> _QUOTED PASSAGE_:
--*--

The movie ends with Godefroy successfully fighting off the witch's potion's effects and shooting her with his crossbow instead of the Duke, saving his marriage to be, Jacquouille living a happy life with his girlfriend in the 1990's, and the unfortunate Jacquart stranded in the past.

In the 1998 sequel titled '''''Les Visiteurs II: Les Couloirs du Temps''''' (''The Visitors II: The Corridors of Time''), Godefroy and Jacquouille are returned to their rightful times just to find out that Jacquouille created a TemporalParadox by stealing the Duke's jewels and letting them in the 20th century, including an important relic. Once again, Godefroy's marriage is at stake, and they have to go "forward" to the 20th century again to fix the paradox. Things only get worse from there.

A second sequel came out in 2016, '''''Les Visiteurs: La Révolution''''' (''The Visitors: The Revolution''). It focuses on Godefroy's and Jacquouille's fate in 1793, during UsefulNotes/TheFrenchRevolution, the era they have been sent to by mistake at the end of ''The Corridors of Time''.

An [[ForeignRemake American-French co-produced remake]] with [[ContinuityReboot no ties to the other films]] came out in 2001, ''Film/JustVisiting'' ('''''Les Visiteurs en Amérique'''''), with the same main actors and director, oddly. ''The Revolution'' ignores it.

--*--

> _EXCERPTED RECORDS_:

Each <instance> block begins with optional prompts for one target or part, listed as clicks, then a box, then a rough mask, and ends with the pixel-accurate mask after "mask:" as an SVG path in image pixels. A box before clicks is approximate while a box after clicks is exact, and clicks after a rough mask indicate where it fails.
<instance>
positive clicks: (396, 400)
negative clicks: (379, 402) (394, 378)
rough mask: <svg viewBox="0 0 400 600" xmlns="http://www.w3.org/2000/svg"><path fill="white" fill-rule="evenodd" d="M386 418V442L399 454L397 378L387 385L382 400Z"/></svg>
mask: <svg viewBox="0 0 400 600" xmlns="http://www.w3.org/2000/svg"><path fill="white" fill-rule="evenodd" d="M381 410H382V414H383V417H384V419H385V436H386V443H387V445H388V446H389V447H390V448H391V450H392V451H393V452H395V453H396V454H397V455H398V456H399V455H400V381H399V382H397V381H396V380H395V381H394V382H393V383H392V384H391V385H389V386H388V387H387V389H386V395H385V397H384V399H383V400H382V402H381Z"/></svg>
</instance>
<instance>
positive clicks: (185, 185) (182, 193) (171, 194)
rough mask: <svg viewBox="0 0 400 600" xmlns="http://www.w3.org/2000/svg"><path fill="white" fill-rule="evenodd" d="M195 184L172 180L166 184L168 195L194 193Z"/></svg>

--*--

> _INSTRUCTIONS_:
a) According to the passage about the Visitors films, in what year did the second sequel come out?
b) Translate this sentence from the passage about the Visitors films into Spanish: "Once again, Godefroy's marriage is at stake, and they have to go "forward" to the 20th century again to fix the paradox."
c) Using the passage about the Visitors films, explain why Godefroy and Jacquouille must travel to the 20th century again in the 1998 sequel.
The records have no connection to the passage about the Visitors films.

> _ANSWERS TO EACH TASK_:
a) 2016

b) Una vez más, el matrimonio de Godefroy está en juego, y tienen que ir "hacia adelante" al siglo XX de nuevo para arreglar la paradoja.

c) Jacquouille created a temporal paradox by stealing the Duke's jewels, including an important relic, and leaving them in the 20th century. With Godefroy's marriage at stake, they have to go there again to fix that paradox.